• [YOUR OBJECTIVE]: Hunt through the entries for the word "ribbed" and copy each line in which it appears.

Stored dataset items
================================
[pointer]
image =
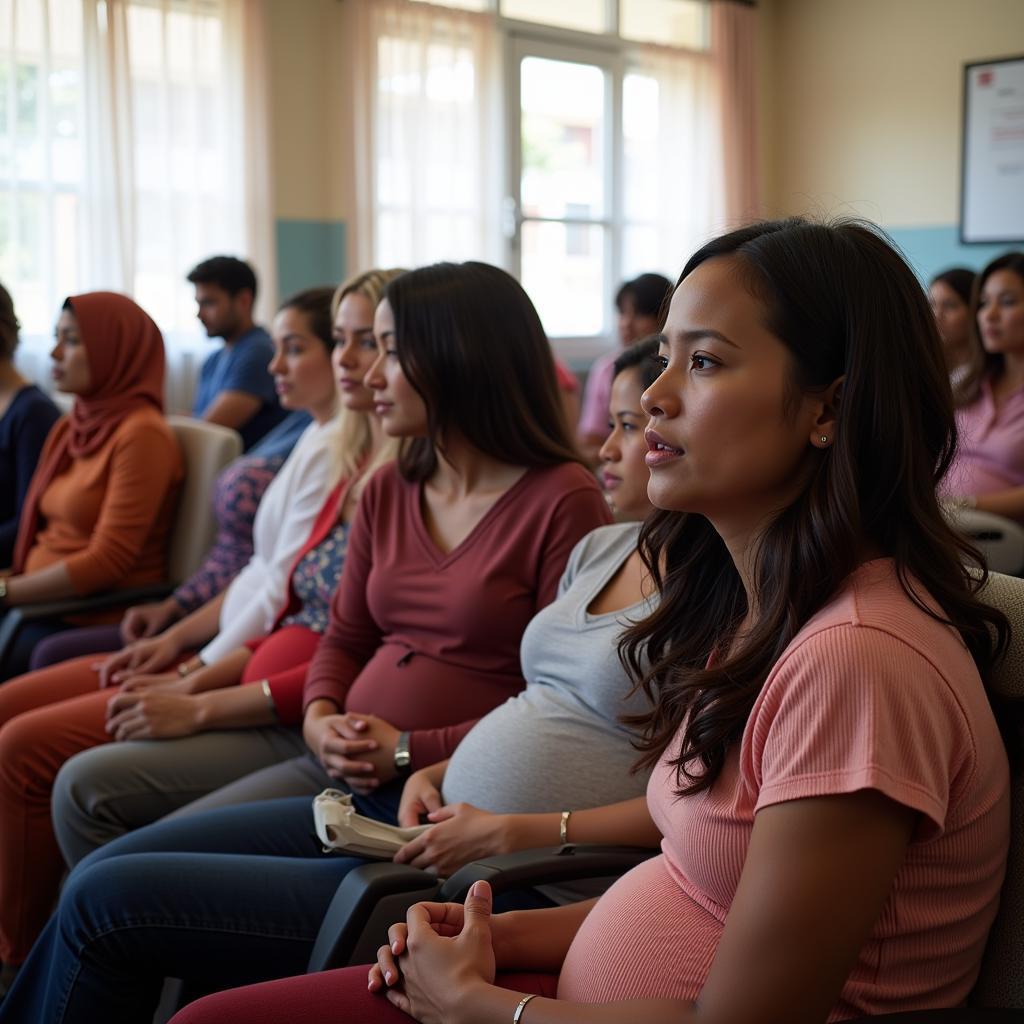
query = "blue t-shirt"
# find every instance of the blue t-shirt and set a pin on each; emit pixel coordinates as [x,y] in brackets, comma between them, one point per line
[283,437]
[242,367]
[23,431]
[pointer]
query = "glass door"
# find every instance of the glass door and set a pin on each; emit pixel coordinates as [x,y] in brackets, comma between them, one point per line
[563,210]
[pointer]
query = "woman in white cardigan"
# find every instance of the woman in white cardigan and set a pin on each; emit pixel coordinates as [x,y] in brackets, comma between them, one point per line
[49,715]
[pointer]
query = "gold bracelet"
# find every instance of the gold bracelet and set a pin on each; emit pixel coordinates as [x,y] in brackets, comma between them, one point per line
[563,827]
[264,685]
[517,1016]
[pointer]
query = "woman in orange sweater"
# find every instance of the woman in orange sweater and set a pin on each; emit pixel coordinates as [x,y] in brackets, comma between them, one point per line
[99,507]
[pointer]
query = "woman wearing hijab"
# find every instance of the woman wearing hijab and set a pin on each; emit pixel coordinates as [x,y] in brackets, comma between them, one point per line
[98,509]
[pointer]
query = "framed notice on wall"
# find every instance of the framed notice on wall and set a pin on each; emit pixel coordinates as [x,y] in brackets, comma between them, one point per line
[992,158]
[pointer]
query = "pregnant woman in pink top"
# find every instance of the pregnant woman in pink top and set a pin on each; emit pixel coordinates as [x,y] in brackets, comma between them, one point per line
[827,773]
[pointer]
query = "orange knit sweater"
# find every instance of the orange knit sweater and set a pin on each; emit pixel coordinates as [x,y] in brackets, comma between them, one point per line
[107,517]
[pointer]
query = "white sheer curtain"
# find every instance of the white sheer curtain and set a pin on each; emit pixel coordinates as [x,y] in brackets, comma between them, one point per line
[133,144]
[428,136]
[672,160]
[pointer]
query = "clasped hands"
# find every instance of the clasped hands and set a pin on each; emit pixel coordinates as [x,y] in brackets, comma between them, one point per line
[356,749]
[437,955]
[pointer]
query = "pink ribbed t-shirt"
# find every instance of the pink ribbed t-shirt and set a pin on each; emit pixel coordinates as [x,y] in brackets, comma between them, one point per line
================================
• [REPLY]:
query = "pink ribbed t-shirt"
# find every instance of the pink ribbed t-shirt and set a pin on each; emit pixel coordinates as [x,y] in brackets, comma between them, one point per line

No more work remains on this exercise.